_Problem to solve_. Pictures aside, write every record out again word for word.
[[ Records provided open ]]
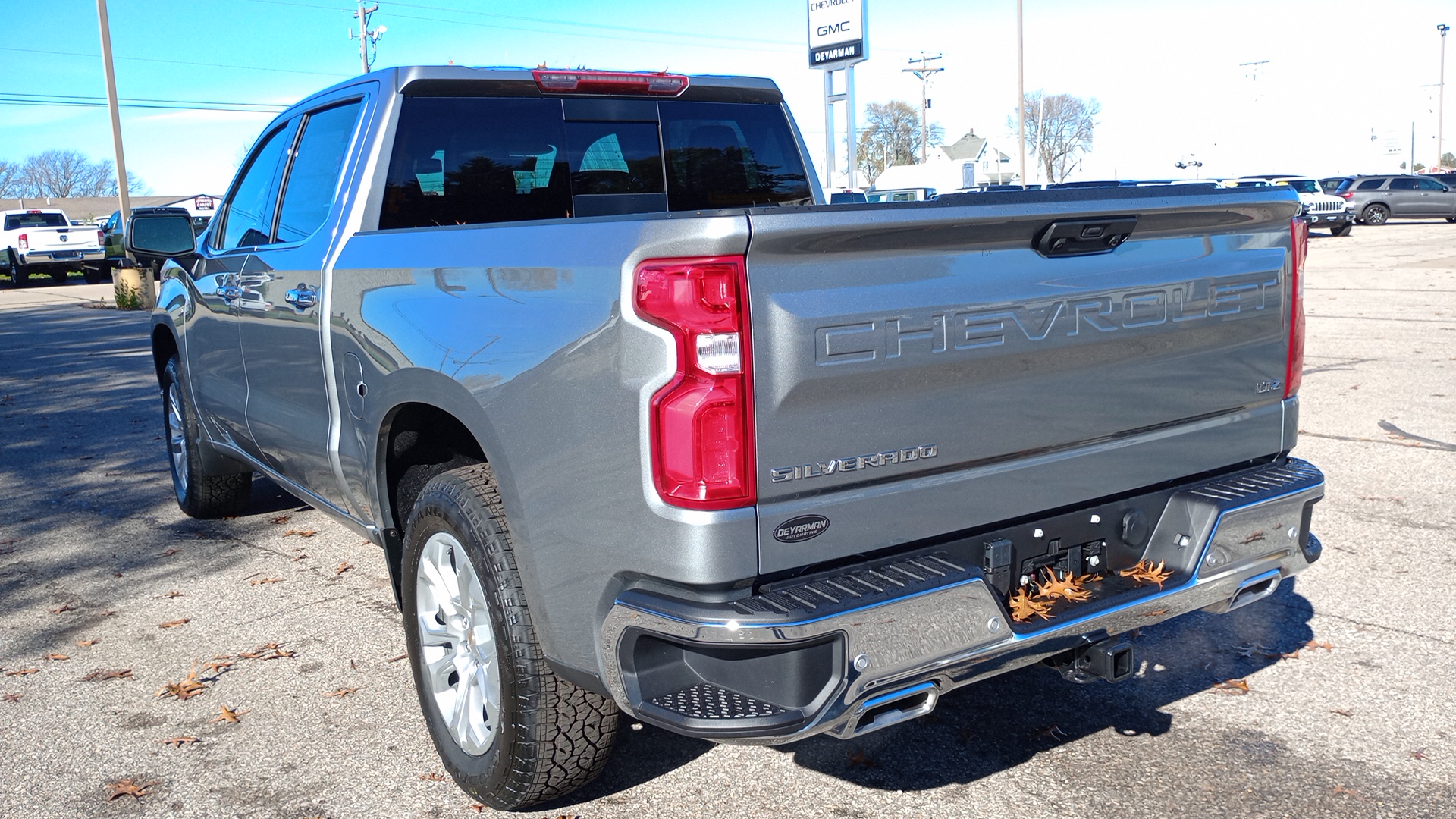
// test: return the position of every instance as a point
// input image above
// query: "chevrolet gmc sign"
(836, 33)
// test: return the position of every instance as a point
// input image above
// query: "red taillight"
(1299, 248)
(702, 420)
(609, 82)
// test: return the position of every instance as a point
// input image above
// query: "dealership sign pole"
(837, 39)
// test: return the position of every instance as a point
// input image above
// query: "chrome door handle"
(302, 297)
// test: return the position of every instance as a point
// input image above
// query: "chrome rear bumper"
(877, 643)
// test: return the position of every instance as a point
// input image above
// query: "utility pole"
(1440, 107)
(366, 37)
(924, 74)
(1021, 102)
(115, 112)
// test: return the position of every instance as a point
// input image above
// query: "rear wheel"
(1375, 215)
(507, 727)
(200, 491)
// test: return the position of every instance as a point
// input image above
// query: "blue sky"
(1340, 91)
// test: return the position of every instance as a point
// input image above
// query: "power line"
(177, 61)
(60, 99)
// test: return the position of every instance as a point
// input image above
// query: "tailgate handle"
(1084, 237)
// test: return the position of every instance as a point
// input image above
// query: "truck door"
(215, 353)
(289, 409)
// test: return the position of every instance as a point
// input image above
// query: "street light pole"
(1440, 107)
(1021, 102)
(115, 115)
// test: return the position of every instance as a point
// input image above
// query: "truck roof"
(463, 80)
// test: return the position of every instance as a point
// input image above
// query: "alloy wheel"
[[ Records provided closed ]]
_Your solution_.
// test: return the position of every instance as a point
// input image above
// query: "chevrolet gmc sign"
(836, 33)
// test: return the position of every instance as a point
// input image above
// query: "red taillight"
(1299, 248)
(702, 420)
(609, 82)
// test: return the position of every instance as a point
// input image above
// query: "dealership sign pole"
(837, 39)
// test: return the position of every instance as a point
// input image above
// query: "chrome door handle"
(302, 297)
// test: return the position of every instance as a point
// input image above
// query: "chrome rear bumper"
(877, 643)
// test: return the position of every instance as a point
// input image above
// query: "utility pole"
(1440, 107)
(366, 37)
(924, 74)
(1021, 102)
(115, 112)
// test: return the position of every instance as a point
// input image above
// query: "rear wheel"
(1375, 215)
(507, 727)
(200, 491)
// test: return the position of every instance as a point
// input image above
// query: "blue sky"
(1340, 91)
// test: return the position of every instance as a point
// input image above
// query: "power line"
(177, 61)
(60, 99)
// test: return the position of every instance as a point
// input image above
// query: "tailgate handle"
(1084, 237)
// test: return the position of every instance as a point
// input image above
// query: "truck door"
(215, 353)
(289, 409)
// test: return the position of every instance as a point
// input image above
// query: "street light pole"
(1440, 107)
(1021, 102)
(115, 115)
// test: return the position of every instance as a point
// input image above
// query: "truck roof"
(463, 80)
// test: return the position of every instance as a point
// input image above
// query: "alloy wheel"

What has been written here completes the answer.